== Exercise requirements ==
- a) In the article on classroom testing, why is the one-week result called a remarkable difference? Answer in one to three sentences.
- b) Rewrite the part of the article on classroom testing starting with "On the immediate" and going on through "their own good.", putting "striking" in place of "remarkable".

* BEGIN Document section *

Now a study done at Washington University in St. Louis suggests another reason:

  • To improve learning

According to Washington University professor Henry L. Roediger III, Ph.D., "Incorporating more frequent classroom testing into a course may improve students' learning and promote retention of material long after a course has ended."

Roediger conducted a study (“Test-Enhanced Learning. Taking Memory Tests Improves Long-Term Retention” Henry L. Roediger, III, Jeffrey D. Karpicke Psychological Science, 2006, Volume 17, Issue 3: 249-255) in which one group of students was allowed to repeatedly study material and a second group of students was repeatedly administered quizzes. Not only did the “quizzed” group do better on a delayed test of knowledge, but the study found that the “study only” group actually had a false sense of confidence in their mastery of the material.

In the study, a group of students studied a prose passage for five minutes. One sub-group (the study-test-test-test group) was then given a series of three immediate recall tests, with no feedback of test results. Another sub-group (the study-study-study-study group) was not tested at all but was given the opportunity to study for five minutes each time the other group was in a testing session. Recall tests were then given five minutes, two days and one week later to both groups.

On the immediate test (five minutes after the last study session) the study-only group outperformed the study-test-test-test group, 81% to 75%. Two days later the study-test-test-test group slightly outperformed the study-only group. One week later, the study-test-test-test group outperformed the study-only group 61% to 40%. This is a remarkable difference when one considers that on average the study-only group read the passage 14 times and the study-test-test-test group read it only 3.4 times.

Roediger’s conclusion: "Clearly, testing enhances long-term retention through some mechanism that is both different from and more effective than restudy alone."

All of this argues for more frequent use of quizzes and formative evaluations. Your students may not like it, but, as they saying goes, it’s for their own good.

* END Document section *
* BEGIN Entries *

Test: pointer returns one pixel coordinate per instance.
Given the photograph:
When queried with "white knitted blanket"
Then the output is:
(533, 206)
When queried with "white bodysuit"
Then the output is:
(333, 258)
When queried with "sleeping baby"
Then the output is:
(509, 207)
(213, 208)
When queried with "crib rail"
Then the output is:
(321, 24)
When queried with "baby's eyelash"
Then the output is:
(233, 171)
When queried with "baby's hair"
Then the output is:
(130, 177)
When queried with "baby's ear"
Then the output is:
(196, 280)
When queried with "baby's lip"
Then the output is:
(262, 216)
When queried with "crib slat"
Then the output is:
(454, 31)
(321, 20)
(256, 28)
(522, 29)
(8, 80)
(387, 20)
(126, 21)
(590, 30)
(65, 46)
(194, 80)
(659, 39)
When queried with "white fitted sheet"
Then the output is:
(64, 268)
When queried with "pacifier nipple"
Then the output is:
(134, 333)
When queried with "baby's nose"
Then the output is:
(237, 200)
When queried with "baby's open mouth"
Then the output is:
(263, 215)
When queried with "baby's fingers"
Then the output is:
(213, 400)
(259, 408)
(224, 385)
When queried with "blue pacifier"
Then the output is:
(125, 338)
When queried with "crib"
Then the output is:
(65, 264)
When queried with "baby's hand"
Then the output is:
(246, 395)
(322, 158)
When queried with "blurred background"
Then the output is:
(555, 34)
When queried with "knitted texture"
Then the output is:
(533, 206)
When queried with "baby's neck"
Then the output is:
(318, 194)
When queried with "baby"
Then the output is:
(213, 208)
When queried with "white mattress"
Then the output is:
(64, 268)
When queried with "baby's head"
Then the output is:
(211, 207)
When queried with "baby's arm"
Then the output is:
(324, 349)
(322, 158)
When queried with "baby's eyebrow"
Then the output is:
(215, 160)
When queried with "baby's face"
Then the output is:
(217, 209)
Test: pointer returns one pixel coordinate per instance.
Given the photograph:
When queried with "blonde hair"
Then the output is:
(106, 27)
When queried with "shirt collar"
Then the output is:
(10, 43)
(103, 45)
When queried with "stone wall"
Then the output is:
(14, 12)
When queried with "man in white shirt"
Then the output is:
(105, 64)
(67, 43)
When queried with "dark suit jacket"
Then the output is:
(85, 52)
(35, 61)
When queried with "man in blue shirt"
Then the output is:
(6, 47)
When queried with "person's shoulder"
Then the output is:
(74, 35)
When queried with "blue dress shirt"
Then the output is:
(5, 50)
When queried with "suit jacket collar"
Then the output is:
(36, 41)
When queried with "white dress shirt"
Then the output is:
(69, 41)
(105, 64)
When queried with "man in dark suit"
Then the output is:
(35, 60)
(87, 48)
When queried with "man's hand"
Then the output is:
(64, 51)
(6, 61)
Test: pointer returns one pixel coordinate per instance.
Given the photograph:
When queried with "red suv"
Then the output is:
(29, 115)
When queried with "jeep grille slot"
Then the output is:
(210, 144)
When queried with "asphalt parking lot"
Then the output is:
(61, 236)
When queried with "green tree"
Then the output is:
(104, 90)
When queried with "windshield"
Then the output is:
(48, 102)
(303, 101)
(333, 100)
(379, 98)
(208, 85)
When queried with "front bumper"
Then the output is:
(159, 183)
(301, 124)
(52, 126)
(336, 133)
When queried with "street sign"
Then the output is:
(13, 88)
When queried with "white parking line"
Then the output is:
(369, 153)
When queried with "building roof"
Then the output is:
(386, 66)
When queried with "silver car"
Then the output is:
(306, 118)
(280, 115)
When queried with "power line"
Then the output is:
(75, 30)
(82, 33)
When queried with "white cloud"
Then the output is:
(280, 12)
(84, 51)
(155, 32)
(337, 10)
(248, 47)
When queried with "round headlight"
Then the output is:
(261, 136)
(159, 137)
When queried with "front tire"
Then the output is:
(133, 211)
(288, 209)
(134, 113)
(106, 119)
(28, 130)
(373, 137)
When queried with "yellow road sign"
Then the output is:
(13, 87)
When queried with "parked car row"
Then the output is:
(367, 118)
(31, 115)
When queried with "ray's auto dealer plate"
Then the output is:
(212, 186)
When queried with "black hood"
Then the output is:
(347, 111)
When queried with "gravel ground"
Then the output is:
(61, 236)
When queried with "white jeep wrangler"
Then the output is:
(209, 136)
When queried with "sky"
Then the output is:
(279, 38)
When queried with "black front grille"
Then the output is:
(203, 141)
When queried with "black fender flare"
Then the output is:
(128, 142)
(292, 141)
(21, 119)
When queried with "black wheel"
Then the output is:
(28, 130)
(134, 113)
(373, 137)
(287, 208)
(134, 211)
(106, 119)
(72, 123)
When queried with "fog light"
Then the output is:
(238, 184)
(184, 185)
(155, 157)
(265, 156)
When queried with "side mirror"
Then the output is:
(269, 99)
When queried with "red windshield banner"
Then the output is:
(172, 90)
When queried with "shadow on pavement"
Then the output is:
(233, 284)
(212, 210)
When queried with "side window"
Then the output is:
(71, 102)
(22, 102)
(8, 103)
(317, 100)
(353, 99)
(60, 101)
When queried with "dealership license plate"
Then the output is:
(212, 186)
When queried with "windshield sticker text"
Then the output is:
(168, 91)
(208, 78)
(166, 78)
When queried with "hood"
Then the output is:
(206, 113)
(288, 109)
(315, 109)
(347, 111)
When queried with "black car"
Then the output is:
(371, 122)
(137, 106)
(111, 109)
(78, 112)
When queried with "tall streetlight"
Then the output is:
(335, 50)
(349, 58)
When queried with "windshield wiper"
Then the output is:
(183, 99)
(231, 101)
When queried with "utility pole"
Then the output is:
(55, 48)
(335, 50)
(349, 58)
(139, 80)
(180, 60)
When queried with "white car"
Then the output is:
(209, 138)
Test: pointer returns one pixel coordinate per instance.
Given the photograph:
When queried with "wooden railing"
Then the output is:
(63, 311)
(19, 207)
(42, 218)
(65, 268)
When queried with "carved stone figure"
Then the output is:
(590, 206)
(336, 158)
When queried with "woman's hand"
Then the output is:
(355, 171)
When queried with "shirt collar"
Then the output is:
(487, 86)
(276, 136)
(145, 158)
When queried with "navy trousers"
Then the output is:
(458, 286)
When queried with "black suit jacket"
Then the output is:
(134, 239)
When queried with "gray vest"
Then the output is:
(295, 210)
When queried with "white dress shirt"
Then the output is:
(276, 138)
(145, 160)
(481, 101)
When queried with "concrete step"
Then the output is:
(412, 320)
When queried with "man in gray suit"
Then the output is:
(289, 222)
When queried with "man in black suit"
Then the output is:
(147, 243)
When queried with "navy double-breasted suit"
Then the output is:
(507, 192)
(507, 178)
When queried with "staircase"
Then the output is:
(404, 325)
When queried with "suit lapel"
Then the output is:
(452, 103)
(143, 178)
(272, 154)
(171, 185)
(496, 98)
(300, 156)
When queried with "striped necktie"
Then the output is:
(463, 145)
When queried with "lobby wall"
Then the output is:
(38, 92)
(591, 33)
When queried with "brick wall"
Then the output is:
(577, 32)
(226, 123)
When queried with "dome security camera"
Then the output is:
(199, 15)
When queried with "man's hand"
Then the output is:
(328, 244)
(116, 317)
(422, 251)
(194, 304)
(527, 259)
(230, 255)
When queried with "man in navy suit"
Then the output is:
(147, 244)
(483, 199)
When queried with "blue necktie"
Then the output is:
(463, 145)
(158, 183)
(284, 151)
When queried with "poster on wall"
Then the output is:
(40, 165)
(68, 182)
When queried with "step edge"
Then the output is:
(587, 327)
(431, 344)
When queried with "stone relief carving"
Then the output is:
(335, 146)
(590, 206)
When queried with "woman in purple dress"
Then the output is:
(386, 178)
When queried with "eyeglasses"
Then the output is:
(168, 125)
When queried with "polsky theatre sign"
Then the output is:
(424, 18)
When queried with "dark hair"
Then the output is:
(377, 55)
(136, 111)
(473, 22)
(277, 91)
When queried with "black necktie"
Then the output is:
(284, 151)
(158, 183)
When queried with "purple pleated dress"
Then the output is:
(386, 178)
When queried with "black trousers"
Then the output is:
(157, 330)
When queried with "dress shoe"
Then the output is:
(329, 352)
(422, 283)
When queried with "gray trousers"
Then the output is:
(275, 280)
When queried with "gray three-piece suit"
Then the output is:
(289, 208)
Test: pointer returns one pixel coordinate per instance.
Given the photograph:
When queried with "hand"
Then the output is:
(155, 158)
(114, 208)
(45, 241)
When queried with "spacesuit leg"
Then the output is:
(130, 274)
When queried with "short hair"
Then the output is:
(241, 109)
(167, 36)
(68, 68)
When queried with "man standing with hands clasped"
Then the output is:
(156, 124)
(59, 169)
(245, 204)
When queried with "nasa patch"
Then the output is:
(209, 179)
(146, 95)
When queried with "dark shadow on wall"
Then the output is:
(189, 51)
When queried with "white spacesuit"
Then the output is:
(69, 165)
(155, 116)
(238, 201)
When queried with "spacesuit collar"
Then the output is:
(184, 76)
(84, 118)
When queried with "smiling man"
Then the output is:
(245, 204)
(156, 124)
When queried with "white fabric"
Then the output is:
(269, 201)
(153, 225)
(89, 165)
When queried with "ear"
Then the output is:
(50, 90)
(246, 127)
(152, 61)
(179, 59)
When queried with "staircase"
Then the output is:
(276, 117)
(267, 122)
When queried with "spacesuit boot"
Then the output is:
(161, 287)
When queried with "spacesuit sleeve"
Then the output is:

* END Entries *

== Solutions ==
- a) One week later, the study-test-test-test group outscored the study-only group 61% to 40%. The study-only group had read the passage 14 times on average, and the tested group had read it only 3.4 times.

- b)
On the immediate test (five minutes after the last study session) the study-only group outperformed the study-test-test-test group, 81% to 75%. Two days later the study-test-test-test group slightly outperformed the study-only group. One week later, the study-test-test-test group outperformed the study-only group 61% to 40%. This is a striking difference when one considers that on average the study-only group read the passage 14 times and the study-test-test-test group read it only 3.4 times.

Roediger’s conclusion: "Clearly, testing enhances long-term retention through some mechanism that is both different from and more effective than restudy alone."

All of this argues for more frequent use of quizzes and formative evaluations. Your students may not like it, but, as they saying goes, it’s for their own good.